Monday, July 29, 2013

PSALM 98 - Whew!

Oh, sing to the Lord a new song for He has done marvelous things! His right hand and His holy arm have worked salvation for Him.  (Verse 1)

I waited patiently for the Lord. He inclined to me and heard my cry. He drew me up from the pit of destruction, out of the miry bog, and set my feet upon a rock, making my steps secure. He put a new song in my mouth, a song of praise to our God. Many will see and fear and put their trust in God. Psalm 40

Debbie and Charlie were in their alley-facing garage when the man with the gun came suddenly toward them. Threatened to kill them if they didn't hand over what he wanted. Debbie pulled nervously at her wedding ring and Charlie hit his knees and began praying. He wanted to be talking to God in the moment his life was over. A seamless transition from here to there. "Shut up!" the bandit demanded, maybe both irritated and condemned. Then he ran away. The couple left once more in their garage to live another day. Saved.

The little Cambodian girl was only eleven years old when she was discovered wandering the filthy streets of Phnom Penh. Her tattered dress smelled of the garbage dump, and its residue found permanent residence beneath her ragged fingernails. Her eyes searched the landscape for danger even as she begged foreigners for coins or scraps of food. No one loved her. Mother and father were lost--or dead. Unscrupulous men trolled the alleys and streets hoping to find just such a girl to steal her away to Thailand and make money from her body. But Someone saw her there. He showed a young woman this child's need. Foursquare Children of Promise took her into the orphanage in Phnom Penh and washed her fragile body, shampooed the lustrous dark hair of its lice and debris and scrubbed her tiny hands until they shone. She got a new dress that day. And a uniform for school. When I saw her, she was worshipping, with her hands raised and her eyes closed, singing a song of unwavering love to her new Father. Saved.

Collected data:

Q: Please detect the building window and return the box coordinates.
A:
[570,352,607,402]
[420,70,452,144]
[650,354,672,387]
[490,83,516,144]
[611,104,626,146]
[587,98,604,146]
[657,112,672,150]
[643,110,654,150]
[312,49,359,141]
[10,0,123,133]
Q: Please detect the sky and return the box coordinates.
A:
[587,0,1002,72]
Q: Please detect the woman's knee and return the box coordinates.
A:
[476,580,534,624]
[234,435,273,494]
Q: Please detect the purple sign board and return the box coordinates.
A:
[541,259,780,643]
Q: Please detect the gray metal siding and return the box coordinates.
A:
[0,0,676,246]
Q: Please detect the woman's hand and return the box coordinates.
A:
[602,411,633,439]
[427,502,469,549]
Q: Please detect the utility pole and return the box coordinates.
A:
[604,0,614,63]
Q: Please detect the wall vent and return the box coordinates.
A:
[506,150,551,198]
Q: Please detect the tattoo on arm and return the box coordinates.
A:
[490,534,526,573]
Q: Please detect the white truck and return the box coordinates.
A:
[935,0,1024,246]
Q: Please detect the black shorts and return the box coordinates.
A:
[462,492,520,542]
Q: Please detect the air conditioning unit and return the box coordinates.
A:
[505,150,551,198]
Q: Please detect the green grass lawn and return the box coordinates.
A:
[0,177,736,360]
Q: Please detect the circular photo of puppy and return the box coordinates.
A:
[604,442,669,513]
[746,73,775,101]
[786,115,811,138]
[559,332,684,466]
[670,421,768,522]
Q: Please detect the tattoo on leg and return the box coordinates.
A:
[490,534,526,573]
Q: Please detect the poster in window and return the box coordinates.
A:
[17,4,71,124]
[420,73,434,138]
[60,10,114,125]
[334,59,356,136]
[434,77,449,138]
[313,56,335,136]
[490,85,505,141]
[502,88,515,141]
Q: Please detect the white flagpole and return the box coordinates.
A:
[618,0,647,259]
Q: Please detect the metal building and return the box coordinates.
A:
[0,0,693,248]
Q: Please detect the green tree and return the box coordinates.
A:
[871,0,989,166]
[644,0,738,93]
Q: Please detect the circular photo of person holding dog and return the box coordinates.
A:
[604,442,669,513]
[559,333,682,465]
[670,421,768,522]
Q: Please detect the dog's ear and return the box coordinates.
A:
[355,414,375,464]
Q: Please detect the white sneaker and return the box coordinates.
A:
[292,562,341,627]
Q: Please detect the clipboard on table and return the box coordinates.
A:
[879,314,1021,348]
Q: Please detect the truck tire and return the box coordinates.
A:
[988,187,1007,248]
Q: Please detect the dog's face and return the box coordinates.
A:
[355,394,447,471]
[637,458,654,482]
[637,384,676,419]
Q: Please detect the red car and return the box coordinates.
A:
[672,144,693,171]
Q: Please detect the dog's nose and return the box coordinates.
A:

## [Exercise set]
1. Answer these questions about the Psalm 98 post:
(a) What did Charlie do when the gunman threatened him and Debbie?
(b) How old was the Cambodian girl when she was found on the streets of Phnom Penh?
(c) Which organization took her into the orphanage?
2. Can you echo the part of the Psalm 98 post that begins at the words "Debbie and Charlie" and stops after "another day. Saved."?
3. Can you rewrite the paragraph of the Psalm 98 post that begins "Debbie and Charlie were in their alley-facing garage" more briefly, keeping its main facts?

## [Outputs by task]
1.
(a) He hit his knees and began praying.
(b) Eleven years old.
(c) Foursquare Children of Promise.

2.
Debbie and Charlie were in their alley-facing garage when the man with the gun came suddenly toward them. Threatened to kill them if they didn't hand over what he wanted. Debbie pulled nervously at her wedding ring and Charlie hit his knees and began praying. He wanted to be talking to God in the moment his life was over. A seamless transition from here to there. "Shut up!" the bandit demanded, maybe both irritated and condemned. Then he ran away. The couple left once more in their garage to live another day. Saved.

3. A man with a gun suddenly approached Debbie and Charlie in their alley-facing garage and threatened to kill them unless they handed over what he wanted. Debbie pulled nervously at her wedding ring. Charlie knelt and prayed, wanting to be talking to God when his life ended. The gunman shouted "Shut up!" and then ran away. The couple were left alive in their garage. Saved.